* [DOCUMENT EXCERPT]:
------------------------------------------------------------

Always a star turn at Elvington is Victor K2 XL231, otherwise known as 'Lusty Lindy'. Sadly Elvington is the only place she can perform, as she remains grounded following retirement from the RAF way back in 1993. Still kept in full working order by a remarkable band of volunteers led by owner Andre Tempest and Victor devotee Roger Brooks, she occasionally struts her stuff on Elvington's long runway, performing fast taxi-runs and releasing her enormous braking parachute.

Victor K2 XL231 'Lusty Lindy' was one of 21 Victor B2s produced by Handley-Page at Radlett against contract 6/Acft/12996/CB6(a) (dated January 1956) in 1960. '231 gained her Airworthiness certificate on 31 January 1962 and was issued to 139 Squadron at Wittering on 1 February.

Number 139 (Jamaica) Squadron was the first Victor B2 Squadron to enter service, and XL231 was the very first B2 to land enter service, just like her Vulcan cousin XH558 which currently resides at Bruntingthorpe. Tom Muir, an ex-RAF instrument fitter, was there to see her that day. "Having completed training at RAF Melksham as a direct entry Instrument Fitter (General) in December of 1961, I was posted to RAF Wittering to join a re-formed 139 (Jamaica Squadron) in January 1962. On arrival I found that we had a beautiful new hangar, a full complement of staff, but no aircraft! With all our servicing bays, stores etc. organised, it was with great anticipation that we all gathered out on the perimeter track to watch the arrival of our first aircraft. Out of the clouds and in over the A1 she came, heartstoppingly graceful, XL231! Textbook touchdown, brake chute billowing, anti-flash white paintwork gleaming. She looked new, smelled new, and we were so proud of her."

She was converted to B2R standard in November 1963 and served with the Wittering Wing until withdrawn on 23 January 1972 for conversion to become the prototype K2 tanker. She later served with 57 and 55 Squadrons at Marham, saw service in the Falklands War, in support of the 'Operation Black Buck' Vulcan raid on Port Stanley, and later in the Gulf War until retirement in September 1993 and subsequent acquisition by the YAM. Flown into retirement at Elvington in November 1993, the aircraft is kept in ground operational condition by Andre Tempest and his ground crew. More recently the name 'Spirit of Godfrey Lee' was applied to the crew door as a tribute to the late HP designer often regarded as 'Mr Victor'.

------------------------------------------------------------

* [STORED DATA]:

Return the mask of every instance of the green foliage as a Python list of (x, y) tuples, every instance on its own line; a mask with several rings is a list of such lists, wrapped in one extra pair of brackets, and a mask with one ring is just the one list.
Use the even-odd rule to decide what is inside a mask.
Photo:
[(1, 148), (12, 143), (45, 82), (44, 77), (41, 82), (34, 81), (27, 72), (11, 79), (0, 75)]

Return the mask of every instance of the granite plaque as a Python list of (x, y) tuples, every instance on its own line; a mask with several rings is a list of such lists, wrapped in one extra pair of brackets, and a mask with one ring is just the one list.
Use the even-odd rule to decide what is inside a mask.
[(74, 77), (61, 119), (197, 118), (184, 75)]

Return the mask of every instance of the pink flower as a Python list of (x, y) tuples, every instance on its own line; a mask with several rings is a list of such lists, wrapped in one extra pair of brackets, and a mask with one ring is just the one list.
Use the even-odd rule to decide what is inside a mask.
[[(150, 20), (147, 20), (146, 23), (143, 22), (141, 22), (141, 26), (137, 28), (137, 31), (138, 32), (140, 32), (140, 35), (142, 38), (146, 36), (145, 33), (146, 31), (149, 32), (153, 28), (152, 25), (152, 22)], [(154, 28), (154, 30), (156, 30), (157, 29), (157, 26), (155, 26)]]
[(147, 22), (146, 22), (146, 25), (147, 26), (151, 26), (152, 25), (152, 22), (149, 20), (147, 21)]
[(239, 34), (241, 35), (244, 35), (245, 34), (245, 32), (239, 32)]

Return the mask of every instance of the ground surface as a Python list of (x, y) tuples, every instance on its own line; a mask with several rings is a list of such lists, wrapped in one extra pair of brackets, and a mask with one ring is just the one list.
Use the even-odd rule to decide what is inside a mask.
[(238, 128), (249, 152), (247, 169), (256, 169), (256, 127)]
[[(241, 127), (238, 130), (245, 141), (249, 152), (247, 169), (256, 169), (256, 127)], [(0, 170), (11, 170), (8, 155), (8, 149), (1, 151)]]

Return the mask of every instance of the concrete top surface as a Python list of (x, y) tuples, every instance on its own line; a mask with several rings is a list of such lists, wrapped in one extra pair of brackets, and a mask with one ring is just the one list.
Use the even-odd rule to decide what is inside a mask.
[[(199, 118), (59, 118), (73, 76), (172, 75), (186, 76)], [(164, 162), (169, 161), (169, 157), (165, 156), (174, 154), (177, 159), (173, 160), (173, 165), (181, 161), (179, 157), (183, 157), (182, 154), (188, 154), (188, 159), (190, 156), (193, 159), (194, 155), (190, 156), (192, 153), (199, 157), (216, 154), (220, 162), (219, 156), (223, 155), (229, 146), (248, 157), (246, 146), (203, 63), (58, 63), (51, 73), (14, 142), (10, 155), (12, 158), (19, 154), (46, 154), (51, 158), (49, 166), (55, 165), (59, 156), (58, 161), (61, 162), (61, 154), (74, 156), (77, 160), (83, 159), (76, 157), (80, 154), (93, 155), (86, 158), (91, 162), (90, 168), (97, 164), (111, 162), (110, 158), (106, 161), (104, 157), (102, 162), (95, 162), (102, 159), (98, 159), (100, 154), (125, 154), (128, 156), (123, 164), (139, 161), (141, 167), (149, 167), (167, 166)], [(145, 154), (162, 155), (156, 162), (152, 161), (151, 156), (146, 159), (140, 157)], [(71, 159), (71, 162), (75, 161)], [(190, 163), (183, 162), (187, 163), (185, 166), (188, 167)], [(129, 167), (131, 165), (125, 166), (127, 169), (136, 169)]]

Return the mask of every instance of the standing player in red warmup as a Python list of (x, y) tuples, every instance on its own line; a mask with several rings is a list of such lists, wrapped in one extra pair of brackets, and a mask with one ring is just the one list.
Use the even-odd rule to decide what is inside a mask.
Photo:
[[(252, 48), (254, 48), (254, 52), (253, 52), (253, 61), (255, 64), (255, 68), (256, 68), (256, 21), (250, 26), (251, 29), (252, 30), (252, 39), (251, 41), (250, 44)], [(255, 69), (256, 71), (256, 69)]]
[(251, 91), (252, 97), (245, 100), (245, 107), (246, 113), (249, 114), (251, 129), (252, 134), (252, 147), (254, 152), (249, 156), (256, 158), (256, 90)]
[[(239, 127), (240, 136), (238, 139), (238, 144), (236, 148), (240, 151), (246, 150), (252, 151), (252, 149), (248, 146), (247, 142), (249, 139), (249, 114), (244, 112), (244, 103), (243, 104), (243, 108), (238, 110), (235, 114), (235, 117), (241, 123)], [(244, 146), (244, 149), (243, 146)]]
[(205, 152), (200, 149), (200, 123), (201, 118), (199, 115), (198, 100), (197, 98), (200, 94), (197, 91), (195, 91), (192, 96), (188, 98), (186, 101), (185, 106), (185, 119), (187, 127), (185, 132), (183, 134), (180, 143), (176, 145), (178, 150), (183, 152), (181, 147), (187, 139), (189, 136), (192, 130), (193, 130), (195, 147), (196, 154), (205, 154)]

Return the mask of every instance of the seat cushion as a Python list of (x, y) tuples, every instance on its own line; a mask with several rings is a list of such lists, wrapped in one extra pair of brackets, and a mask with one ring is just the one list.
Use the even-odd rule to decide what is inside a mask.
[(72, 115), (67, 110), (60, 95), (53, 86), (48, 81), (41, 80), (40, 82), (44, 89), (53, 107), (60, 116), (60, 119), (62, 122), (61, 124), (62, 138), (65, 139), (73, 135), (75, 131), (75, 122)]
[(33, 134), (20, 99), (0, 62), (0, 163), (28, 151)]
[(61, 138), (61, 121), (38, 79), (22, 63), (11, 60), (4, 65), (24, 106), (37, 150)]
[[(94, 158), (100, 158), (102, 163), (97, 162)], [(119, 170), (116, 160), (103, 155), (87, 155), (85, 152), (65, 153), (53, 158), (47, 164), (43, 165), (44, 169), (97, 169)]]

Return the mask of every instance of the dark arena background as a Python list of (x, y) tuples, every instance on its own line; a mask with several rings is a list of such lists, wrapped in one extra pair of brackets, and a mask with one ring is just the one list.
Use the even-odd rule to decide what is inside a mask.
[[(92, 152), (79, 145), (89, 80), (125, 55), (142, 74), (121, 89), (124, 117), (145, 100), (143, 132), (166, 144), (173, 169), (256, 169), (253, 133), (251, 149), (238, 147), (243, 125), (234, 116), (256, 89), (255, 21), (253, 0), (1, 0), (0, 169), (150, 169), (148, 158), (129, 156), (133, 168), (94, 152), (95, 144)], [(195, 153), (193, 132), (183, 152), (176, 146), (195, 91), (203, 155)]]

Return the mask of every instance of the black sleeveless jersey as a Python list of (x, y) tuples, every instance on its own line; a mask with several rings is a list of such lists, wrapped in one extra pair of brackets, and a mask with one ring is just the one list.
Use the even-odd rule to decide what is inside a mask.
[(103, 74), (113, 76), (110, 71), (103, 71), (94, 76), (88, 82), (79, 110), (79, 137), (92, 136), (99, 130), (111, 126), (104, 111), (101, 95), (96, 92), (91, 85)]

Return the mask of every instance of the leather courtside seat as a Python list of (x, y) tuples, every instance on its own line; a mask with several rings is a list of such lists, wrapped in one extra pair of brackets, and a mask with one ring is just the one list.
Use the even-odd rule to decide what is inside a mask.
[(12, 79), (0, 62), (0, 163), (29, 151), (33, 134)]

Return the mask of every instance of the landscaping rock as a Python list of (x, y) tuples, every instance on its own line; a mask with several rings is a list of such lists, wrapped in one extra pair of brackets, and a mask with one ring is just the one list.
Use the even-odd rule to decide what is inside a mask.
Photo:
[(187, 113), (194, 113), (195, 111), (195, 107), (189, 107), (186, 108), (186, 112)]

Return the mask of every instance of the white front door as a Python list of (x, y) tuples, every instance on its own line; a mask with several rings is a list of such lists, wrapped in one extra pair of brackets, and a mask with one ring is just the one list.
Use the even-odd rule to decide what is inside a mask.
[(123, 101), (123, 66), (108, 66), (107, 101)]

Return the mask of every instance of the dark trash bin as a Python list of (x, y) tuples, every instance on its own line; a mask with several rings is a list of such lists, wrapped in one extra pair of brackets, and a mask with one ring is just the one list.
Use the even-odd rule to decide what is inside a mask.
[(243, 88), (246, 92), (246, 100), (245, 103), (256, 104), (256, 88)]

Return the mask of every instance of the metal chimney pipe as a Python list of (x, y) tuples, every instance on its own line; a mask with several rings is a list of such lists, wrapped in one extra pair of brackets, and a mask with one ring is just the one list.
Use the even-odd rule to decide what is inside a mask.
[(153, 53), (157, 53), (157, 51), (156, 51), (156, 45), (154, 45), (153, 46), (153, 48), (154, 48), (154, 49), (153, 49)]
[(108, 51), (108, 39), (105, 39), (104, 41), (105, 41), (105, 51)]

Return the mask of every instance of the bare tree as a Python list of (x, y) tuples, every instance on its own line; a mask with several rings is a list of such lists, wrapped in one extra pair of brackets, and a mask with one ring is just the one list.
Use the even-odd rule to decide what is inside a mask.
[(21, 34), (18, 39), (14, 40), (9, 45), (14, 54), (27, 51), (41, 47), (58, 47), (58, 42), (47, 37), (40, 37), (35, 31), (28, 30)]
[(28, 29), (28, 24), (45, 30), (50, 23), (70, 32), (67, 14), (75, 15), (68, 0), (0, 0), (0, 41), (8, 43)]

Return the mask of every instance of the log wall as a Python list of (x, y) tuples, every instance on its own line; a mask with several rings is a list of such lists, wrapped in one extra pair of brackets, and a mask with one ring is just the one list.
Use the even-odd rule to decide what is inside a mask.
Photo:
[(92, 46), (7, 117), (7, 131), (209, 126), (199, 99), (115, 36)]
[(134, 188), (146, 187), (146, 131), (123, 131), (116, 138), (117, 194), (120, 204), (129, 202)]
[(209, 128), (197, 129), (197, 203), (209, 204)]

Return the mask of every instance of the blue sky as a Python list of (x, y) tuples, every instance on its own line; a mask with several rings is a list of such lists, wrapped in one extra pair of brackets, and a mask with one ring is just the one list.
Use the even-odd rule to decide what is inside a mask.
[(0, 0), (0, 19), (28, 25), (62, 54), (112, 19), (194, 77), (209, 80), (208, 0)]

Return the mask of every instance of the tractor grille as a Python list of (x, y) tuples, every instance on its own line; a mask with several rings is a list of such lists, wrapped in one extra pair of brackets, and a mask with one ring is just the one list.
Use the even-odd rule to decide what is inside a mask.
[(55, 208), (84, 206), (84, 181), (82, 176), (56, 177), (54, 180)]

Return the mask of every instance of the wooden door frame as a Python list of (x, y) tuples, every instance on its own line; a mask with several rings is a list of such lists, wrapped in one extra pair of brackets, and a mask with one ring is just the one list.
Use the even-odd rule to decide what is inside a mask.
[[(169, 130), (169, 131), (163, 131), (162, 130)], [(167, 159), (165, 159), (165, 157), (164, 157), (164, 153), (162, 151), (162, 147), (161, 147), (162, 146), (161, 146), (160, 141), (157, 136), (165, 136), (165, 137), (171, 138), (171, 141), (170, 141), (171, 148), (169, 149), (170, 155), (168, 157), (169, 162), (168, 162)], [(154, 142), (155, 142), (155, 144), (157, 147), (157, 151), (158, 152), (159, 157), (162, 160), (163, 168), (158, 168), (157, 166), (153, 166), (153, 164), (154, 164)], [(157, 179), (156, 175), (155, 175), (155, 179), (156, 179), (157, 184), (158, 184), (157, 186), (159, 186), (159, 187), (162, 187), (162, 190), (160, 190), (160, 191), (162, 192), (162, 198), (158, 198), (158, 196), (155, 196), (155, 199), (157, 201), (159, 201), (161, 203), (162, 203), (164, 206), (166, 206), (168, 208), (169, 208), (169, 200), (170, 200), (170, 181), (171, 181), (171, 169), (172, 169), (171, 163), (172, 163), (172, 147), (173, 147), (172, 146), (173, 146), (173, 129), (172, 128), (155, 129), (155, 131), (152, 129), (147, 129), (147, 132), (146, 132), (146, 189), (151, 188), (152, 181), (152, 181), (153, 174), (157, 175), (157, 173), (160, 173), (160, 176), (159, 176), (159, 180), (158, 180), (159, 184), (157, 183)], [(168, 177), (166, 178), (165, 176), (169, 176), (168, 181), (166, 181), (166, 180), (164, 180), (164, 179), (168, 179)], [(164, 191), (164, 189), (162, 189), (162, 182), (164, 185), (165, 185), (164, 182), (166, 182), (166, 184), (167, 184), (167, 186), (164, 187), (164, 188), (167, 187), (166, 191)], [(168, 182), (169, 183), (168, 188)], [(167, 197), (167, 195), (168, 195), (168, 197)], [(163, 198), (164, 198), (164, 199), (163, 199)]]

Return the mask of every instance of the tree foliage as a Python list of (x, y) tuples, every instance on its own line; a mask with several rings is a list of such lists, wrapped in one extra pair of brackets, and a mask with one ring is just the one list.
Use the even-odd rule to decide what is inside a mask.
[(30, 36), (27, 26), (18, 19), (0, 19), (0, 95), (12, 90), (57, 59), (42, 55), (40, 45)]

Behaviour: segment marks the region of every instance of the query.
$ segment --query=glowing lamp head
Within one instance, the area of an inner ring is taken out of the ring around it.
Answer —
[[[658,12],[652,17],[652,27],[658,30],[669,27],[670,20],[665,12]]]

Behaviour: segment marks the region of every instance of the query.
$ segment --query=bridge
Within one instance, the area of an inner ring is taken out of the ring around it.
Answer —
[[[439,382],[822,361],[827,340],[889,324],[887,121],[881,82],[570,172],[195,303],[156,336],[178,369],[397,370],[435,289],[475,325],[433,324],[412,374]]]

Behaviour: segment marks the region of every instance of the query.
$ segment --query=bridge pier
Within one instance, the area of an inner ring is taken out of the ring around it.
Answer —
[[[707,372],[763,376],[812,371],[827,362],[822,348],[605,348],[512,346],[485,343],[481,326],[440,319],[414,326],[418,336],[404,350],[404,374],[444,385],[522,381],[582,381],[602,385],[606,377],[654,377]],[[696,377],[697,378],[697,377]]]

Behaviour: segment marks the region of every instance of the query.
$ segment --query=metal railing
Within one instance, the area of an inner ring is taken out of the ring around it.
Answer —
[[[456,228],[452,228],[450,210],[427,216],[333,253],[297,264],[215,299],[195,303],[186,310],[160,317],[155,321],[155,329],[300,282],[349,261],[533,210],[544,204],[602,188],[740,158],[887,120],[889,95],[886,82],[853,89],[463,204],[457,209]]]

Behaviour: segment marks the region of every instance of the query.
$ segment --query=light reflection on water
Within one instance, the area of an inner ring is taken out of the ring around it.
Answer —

------------------------------------------------------------

* [WHAT THE TASK ASKS]: Update the Victor XL231 passage, everything from "Always a star" down to "enormous braking parachute.", by replacing "volunteers" with "enthusiasts". Work only from the Victor XL231 passage.

* [SOLUTION TO THE PROBLEM]:
Always a star turn at Elvington is Victor K2 XL231, otherwise known as 'Lusty Lindy'. Sadly Elvington is the only place she can perform, as she remains grounded following retirement from the RAF way back in 1993. Still kept in full working order by a remarkable band of enthusiasts led by owner Andre Tempest and Victor devotee Roger Brooks, she occasionally struts her stuff on Elvington's long runway, performing fast taxi-runs and releasing her enormous braking parachute.